Нур-Адиль настиг. Товарищи хана остались, но сам хан на джел-джетбезе убежал. Нур-Адиль выстрелил, но выстрел «сорокагвоздную кольчугу не пробил; хотя и не пробил, но удар был так силён, что не осталось без последствия». Изрыгая кровью, дошедши до каравана, отдал каравану своё оружие, кольчугу и лошадь, а сам лёг меж деревьями. Нур-Адиль узнал оружие хана и лошадь, отобрал всё это от каравана, который указал ему место убежища. Нур-Адиль не может найти между камышом и лесом. Тогда чибиз стал летать над ханом. Следует джир. Нур-Адиль по птице узнал убежище хана и заставил его сделать двухрекатный намаз. «А, старый кабан (карт кабан), лежишь!» — «Лежу, голубчик!» Голову хана привязал к седлу, но боясь потерять, завернул в белую олде[9] и повесил на локоть. — Между тем Джанбай начал строить сети, чтобы поссорить Эдигу с сыном. Он посоветовал дочерям хана положить на брюхо подушки, чтобы Нур Адиль принял их за беременных. Нурали, через шесть месяцев приехав, увидел, что обе дочери хана кажутся беременными, между тем как отец одну обещал ему. Раздражённый [270] Нурали отправился к отцу и бросился на него с саблею в руках; отец молитвой обратил в бесчувствие. Нурали, очнувшись, снова бросился на отца, который наконец снова обратил в бесчувствие. Эдиге до трёх раз останавливал сына дуновением, но в конце сел на тарлан-боза и уехал из орды. Прошли годы. История его жены с сыном. Нурали раскаялся.
Один старик имел трёх сыновей; он, умирая, оставил одну козу, которую они разделили с матерью таким образом. Мать и двое сыновей взяли три здоровые ноги, а младшему досталась больная нога, обёрнутая в тряпку. Тряпка как-то загорелась, когда коза проходила через огонь, от тряпки загорелся дом чей-то. Погорелый пошёл к Нур-Адилю. Нур-Адиль положил удовлетворение (с) владельцу (а) больной ноги, так как от тряпки, бывшей на ней, произошёл пожар. Владелец больной ноги бежал, не имея чем заплатить за убытки. Ему встретился человек в белой чалме, который спросил его, отчего он грустен. Он объяснил дело. Чалмоносец сказал ему: «Любезный, отправляйся теперь к своему судье и скажи ему, что [...], только говори от себя: «От туречи (судья) не остались туре (решение), а от даучи (истец) остались дау (иск)». Нур-Адиль потребовал, чтобы он сказал, от кого этому выучился. Тот сказал. Тогда Нурали отправился к отцу и поклонился ему. Отдал ему одну из дочерей хана.

* ИСХОДНЫЕ ДАННЫЕ
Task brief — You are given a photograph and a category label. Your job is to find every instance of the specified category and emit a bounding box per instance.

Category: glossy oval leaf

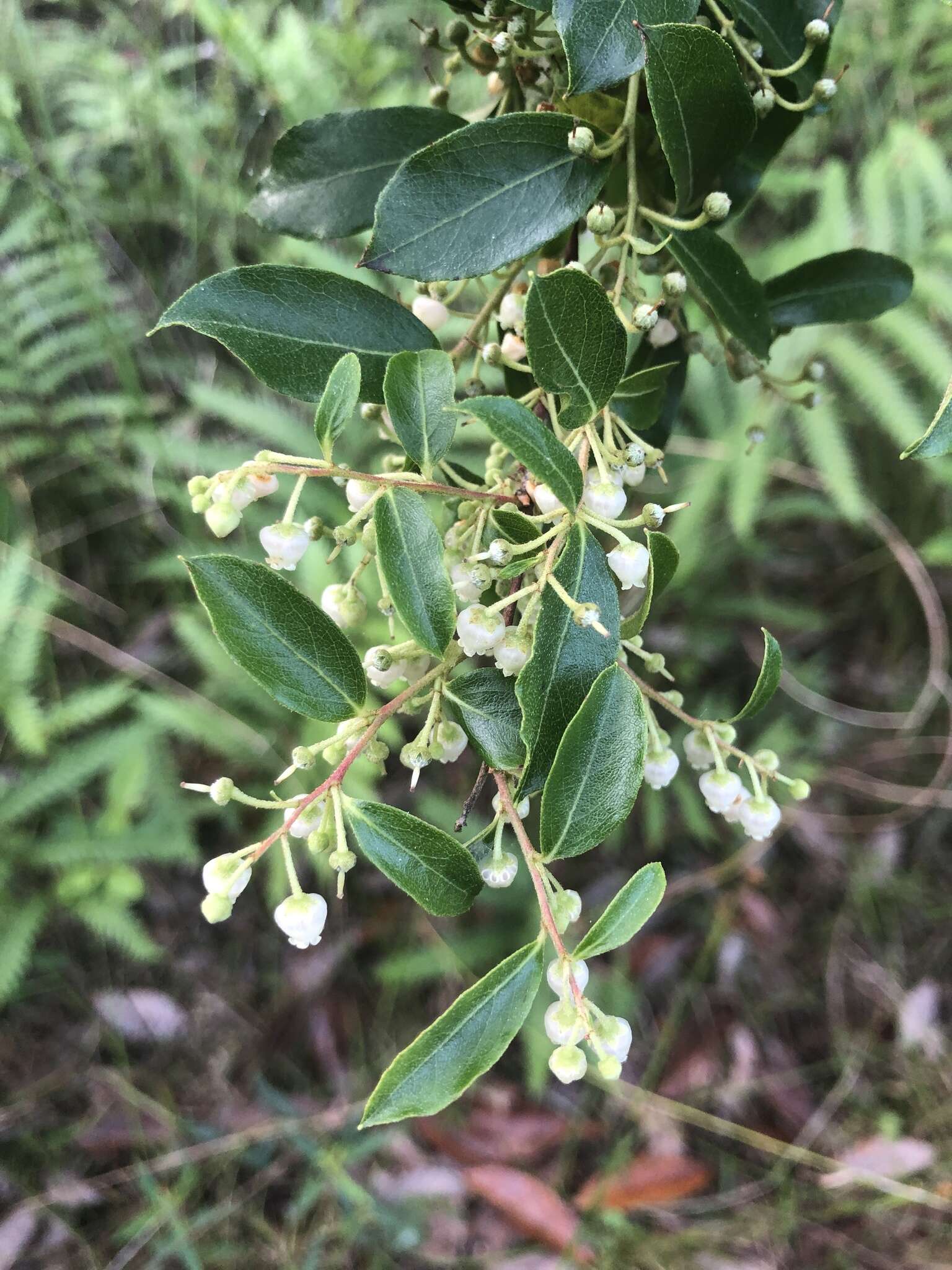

* ЗАДАНИЕ
Переведите на английский язык предложение из отрывка о Нур-Адиле: «Ему встретился человек в белой чалме, который спросил его, отчего он грустен».

* ОТВЕТ
He met a man in a white turban, who asked him why he was sad.